Recast all the rows below as a numbered list, skipping any blank lines. Leave the pictures out.

::::

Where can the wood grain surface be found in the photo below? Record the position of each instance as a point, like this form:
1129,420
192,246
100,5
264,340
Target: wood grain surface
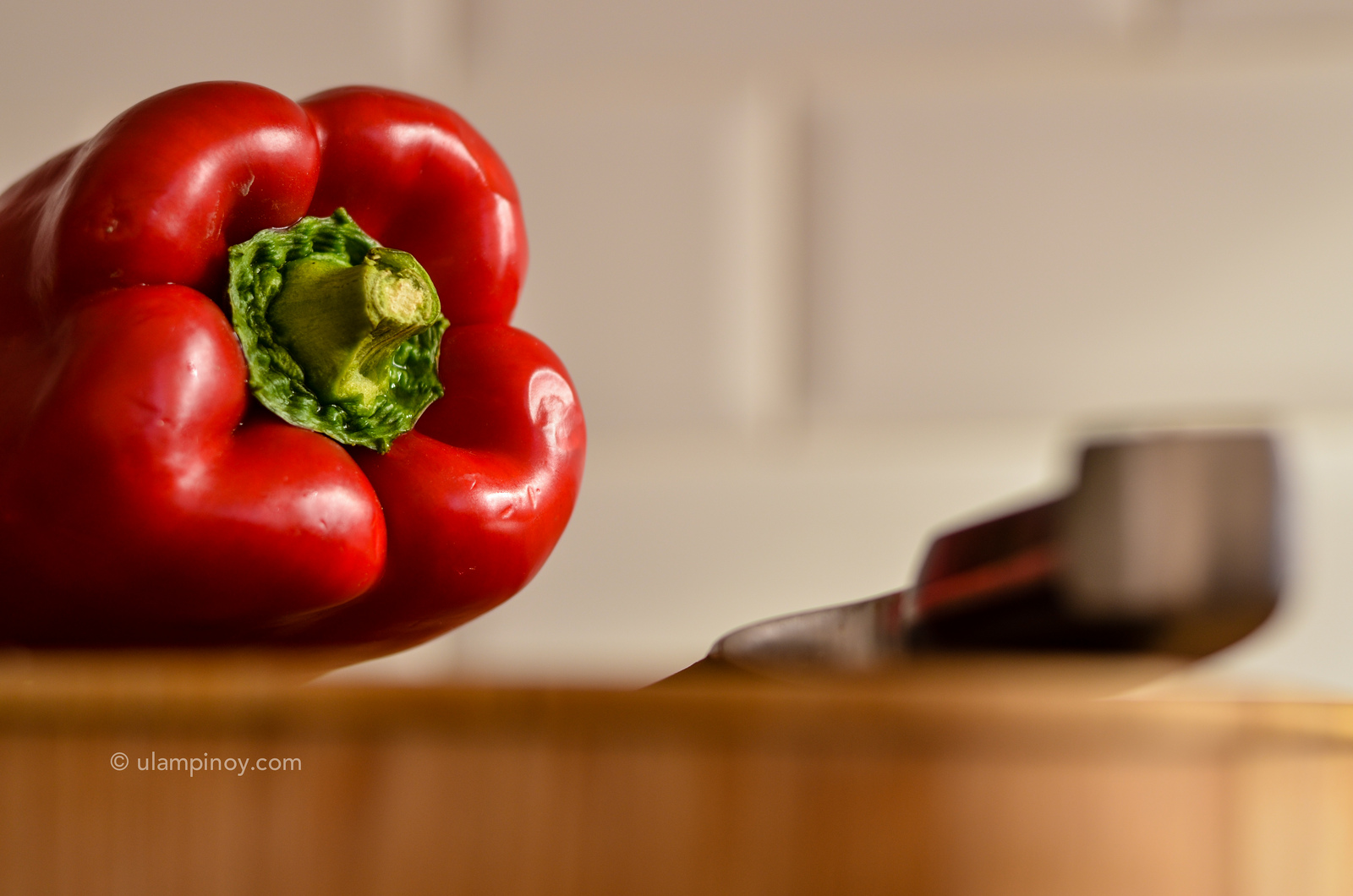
980,777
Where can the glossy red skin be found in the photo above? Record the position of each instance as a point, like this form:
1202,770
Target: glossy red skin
146,499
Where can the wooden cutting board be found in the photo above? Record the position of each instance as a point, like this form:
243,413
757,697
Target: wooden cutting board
969,779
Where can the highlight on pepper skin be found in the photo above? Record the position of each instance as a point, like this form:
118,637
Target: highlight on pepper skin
137,434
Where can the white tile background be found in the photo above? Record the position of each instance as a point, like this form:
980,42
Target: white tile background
832,275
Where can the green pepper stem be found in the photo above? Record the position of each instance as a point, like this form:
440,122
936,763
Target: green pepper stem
342,322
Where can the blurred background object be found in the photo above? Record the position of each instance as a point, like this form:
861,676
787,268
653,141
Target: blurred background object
832,276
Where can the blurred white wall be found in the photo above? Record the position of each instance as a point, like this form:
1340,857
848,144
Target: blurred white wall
831,275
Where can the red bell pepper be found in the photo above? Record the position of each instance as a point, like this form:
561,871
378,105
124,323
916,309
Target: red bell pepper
145,495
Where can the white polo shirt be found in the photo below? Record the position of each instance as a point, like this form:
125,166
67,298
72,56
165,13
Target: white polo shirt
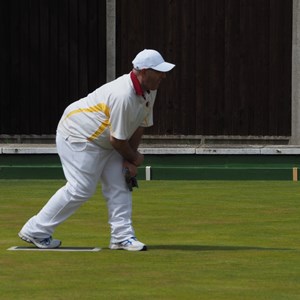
113,109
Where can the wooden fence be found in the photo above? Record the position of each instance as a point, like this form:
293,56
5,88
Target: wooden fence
233,62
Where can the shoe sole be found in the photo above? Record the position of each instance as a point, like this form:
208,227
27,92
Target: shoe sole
115,247
30,240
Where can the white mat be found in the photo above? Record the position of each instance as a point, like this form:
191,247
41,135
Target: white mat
61,249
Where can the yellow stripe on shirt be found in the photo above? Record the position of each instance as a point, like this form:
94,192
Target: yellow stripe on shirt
96,108
101,107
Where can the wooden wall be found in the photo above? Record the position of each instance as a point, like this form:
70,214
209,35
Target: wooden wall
233,57
52,52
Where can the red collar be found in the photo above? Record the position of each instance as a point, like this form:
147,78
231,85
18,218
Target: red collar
136,84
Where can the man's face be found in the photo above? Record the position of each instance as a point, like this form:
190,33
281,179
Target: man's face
152,79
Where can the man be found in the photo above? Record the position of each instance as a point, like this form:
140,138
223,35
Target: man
97,139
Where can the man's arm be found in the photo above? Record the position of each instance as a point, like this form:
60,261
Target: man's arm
128,149
136,138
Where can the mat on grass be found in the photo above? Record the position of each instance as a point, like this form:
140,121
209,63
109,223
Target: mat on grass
61,249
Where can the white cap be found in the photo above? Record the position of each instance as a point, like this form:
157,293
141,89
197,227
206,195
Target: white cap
151,59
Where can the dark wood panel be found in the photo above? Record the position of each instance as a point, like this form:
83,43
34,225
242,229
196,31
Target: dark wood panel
53,54
233,62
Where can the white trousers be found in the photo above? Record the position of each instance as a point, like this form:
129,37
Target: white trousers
84,164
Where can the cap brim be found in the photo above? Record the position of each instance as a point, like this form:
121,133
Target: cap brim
164,67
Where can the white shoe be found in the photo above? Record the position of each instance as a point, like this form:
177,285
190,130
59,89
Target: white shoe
46,243
131,244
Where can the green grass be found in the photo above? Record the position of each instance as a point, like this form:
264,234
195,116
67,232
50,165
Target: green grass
207,240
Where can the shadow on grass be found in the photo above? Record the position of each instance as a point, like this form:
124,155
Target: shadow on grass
213,248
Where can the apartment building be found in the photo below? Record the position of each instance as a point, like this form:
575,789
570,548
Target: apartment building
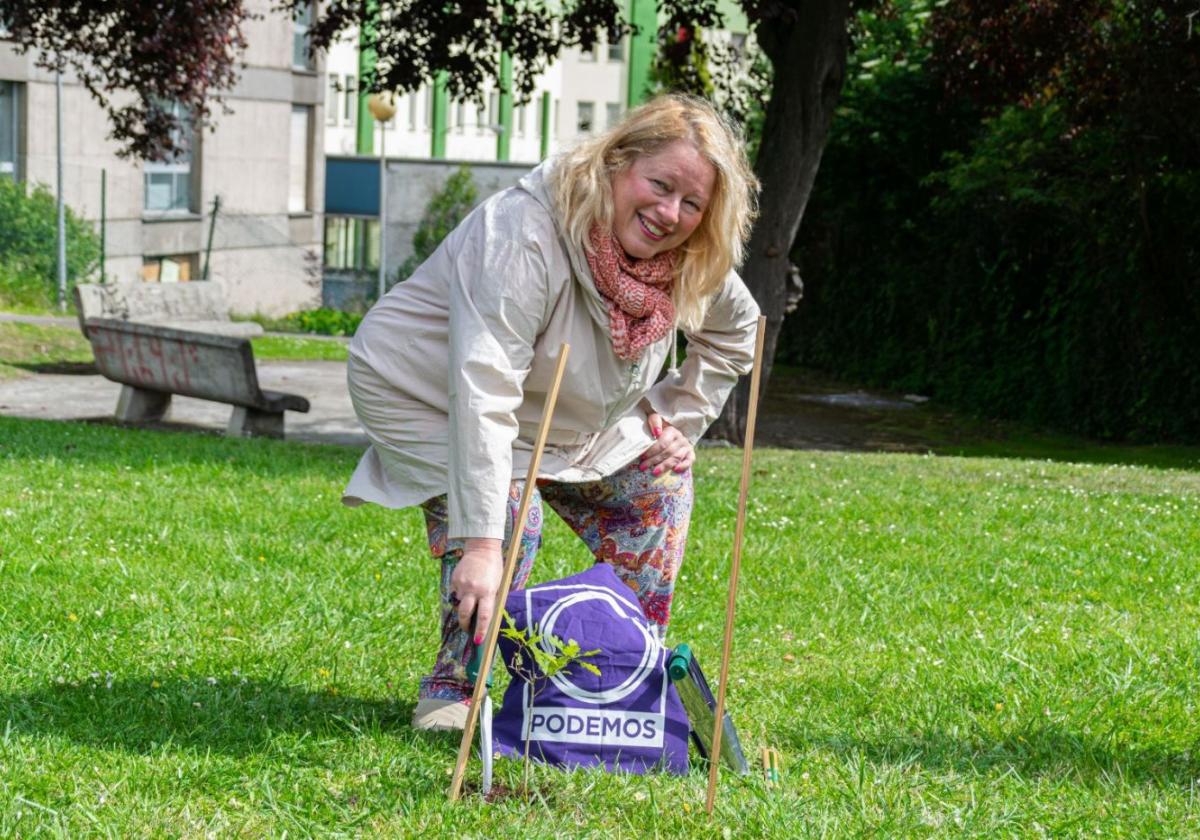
431,135
264,161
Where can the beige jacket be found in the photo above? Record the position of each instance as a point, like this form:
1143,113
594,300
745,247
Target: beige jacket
449,371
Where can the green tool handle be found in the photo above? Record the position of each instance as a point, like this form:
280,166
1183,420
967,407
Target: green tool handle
477,659
679,663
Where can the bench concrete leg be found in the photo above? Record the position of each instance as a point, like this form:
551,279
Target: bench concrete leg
249,423
139,406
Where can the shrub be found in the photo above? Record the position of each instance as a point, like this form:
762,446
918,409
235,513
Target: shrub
443,214
324,322
29,246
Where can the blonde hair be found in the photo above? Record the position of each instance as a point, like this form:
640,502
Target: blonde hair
581,185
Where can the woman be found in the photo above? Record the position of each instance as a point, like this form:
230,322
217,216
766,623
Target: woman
610,247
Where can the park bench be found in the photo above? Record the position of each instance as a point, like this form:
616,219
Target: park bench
199,306
154,363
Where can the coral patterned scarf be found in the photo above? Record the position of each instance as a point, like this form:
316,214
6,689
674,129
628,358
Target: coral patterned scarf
637,293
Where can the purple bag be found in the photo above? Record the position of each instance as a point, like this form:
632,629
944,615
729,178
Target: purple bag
629,718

::::

Answer for this exercise:
1. Where can the wood grain surface be found in the photo below? Record the position of each instance as a point, like this form:
2. 1129,420
3. 192,246
4. 100,5
5. 264,340
6. Target: wood grain surface
7. 980,777
8. Where can the glossy red skin be found in the photo above? Record the position of each instance as a point, like this form:
9. 1202,770
10. Target: glossy red skin
11. 146,499
12. Where can the wooden cutting board be found in the photo above? Record the position of each instance as a point, like this form:
13. 243,413
14. 757,697
15. Target: wooden cutting board
16. 969,779
17. Where can the highlight on pepper skin be found in the photo above? Record the position of each instance as a point, like this form:
18. 118,637
19. Target: highlight on pepper skin
20. 137,434
21. Where can the white tile background be found in the photo above? Record the position of each instance as a point, like this form:
22. 980,42
23. Target: white tile background
24. 832,275
25. Where can the green pepper stem be found in the photo above? Record the position of each instance as a point, like this form:
26. 440,122
27. 936,763
28. Target: green pepper stem
29. 342,322
30. Where can the blurred background object be found in the photo above? Record the position of each instance as a point, like this form:
31. 861,676
32. 787,268
33. 653,141
34. Target: blurred background object
35. 832,276
36. Where can the blurred white wall be found in the photo above? Record the position of each instance as a point, like this form:
37. 1340,857
38. 848,144
39. Target: blurred white wall
40. 831,275
41. Where can the red bell pepper be found in the photo above? Record the position of each instance as a point, like this form:
42. 561,871
43. 378,105
44. 124,323
45. 916,309
46. Target: red bell pepper
47. 145,495
48. Where can the white polo shirt be found in the photo below? Record the position of each instance as a point, like this form:
49. 125,166
50. 67,298
51. 72,56
52. 165,13
53. Target: white polo shirt
54. 113,109
55. Where can the wooden fence be found in the photo above? Record the position of each instance as a point, like this form:
56. 293,56
57. 5,88
58. Target: wooden fence
59. 233,62
60. Where can the shoe sole be found in the photo above? Record the position of each instance as a point, like this form:
61. 208,227
62. 27,92
63. Target: shoe sole
64. 115,247
65. 30,240
66. Where can the white mat be found in the photo above? Record the position of each instance as a point, like this form:
67. 191,247
68. 41,135
69. Target: white mat
70. 61,249
71. Where can the yellow stripe on shirt be found in the photo above? Record the position of each instance as a point, like this form:
72. 94,192
73. Target: yellow stripe on shirt
74. 96,108
75. 101,107
76. Where can the wooden wall be found in the photo above? Record the position of each instance as a point, like this form:
77. 70,214
78. 209,35
79. Target: wooden wall
80. 233,57
81. 52,52
82. Where can the red collar be found in the photo above? Record the position of each instance as a point, like this form:
83. 147,78
84. 231,85
85. 18,218
86. Target: red collar
87. 136,84
88. Where can the man's face be found in the photo above? Record the position of each instance as a point, like this form:
89. 190,33
90. 281,179
91. Target: man's face
92. 152,79
93. Where can the man be found in the photo above? Record the position of each instance as a point, like this form:
94. 140,138
95. 223,35
96. Target: man
97. 97,139
98. Where can the man's arm be found in the photo above? Record the position of each instance as a point, like this form:
99. 60,261
100. Target: man's arm
101. 128,149
102. 136,138
103. Where can the mat on grass be found in the photo above? Record the position of each instance as a point, like this form:
104. 140,121
105. 209,63
106. 109,223
107. Target: mat on grass
108. 61,249
109. Where can the white cap be found in the photo above? Record the position of each instance as a point, like this form:
110. 157,293
111. 141,89
112. 197,227
113. 206,195
114. Target: white cap
115. 151,59
116. Where can the dark wood panel be found in the photo above? Record the position of each instance as a point, like this form:
117. 83,43
118. 34,225
119. 242,229
120. 196,31
121. Target: dark wood panel
122. 53,54
123. 233,62
124. Where can the white trousers be found in the photo above? Record the position of each instance as a point, like this form:
125. 129,37
126. Target: white trousers
127. 84,164
128. Where can the cap brim be found in the photo above? Record the position of each instance as a point, like this form:
129. 121,133
130. Target: cap brim
131. 164,67
132. Where can the white shoe be found in the photo above? Record the position of each instance as a point, like this form:
133. 177,285
134. 190,130
135. 59,89
136. Target: white shoe
137. 46,243
138. 131,244
139. Where can the green grass be found in the photo above? Record the position of each instance as a point, like this form:
140. 264,234
141. 195,116
142. 67,232
143. 50,165
144. Target: green grass
145. 207,240
146. Where can the shadow on grass be found in the photo above? Record the position of each instance as a point, like this form:
147. 124,155
148. Target: shadow on grass
149. 213,248
150. Where can the apartment building be found in the photo below? Record the position of each instance as a point, like this form:
151. 575,789
152. 570,548
153. Target: apartment building
154. 431,135
155. 264,161
156. Where can the beige jacket be found in the photo above? Record the position of each instance as a point, like this form:
157. 1143,113
158. 594,300
159. 745,247
160. Target: beige jacket
161. 449,371
162. Where can the green tool handle be found in the photo above? Record the position of each instance as a point, like this form:
163. 280,166
164. 1183,420
165. 967,407
166. Target: green tool handle
167. 477,659
168. 679,663
169. Where can the bench concrete leg be found in the photo above? Record the position of each instance as a point, like this form:
170. 551,279
171. Target: bench concrete leg
172. 249,423
173. 139,406
174. Where can the shrub be found in the photo above? Record the position of each instance as a point, like this form:
175. 762,446
176. 918,409
177. 235,513
178. Target: shrub
179. 443,214
180. 324,322
181. 29,246
182. Where can the blonde hair be found in the photo above? Record the position of each instance as a point, like this form:
183. 640,502
184. Target: blonde hair
185. 581,185
186. Where can the woman be found in the photo above? Record the position of each instance as a point, like this form:
187. 230,322
188. 217,216
189. 766,623
190. Target: woman
191. 610,247
192. Where can the park bench be found in the photo above? Record the position of each instance as a point, like this form:
193. 616,219
194. Target: park bench
195. 199,306
196. 154,363
197. Where can the coral patterned scarf be found in the photo above? Record the position of each instance as a point, like this form:
198. 316,214
199. 6,689
200. 674,129
201. 628,358
202. Target: coral patterned scarf
203. 637,293
204. Where can the purple bag be found in the photo above? Record the position of each instance as a point, like this form:
205. 632,629
206. 944,615
207. 729,178
208. Target: purple bag
209. 629,718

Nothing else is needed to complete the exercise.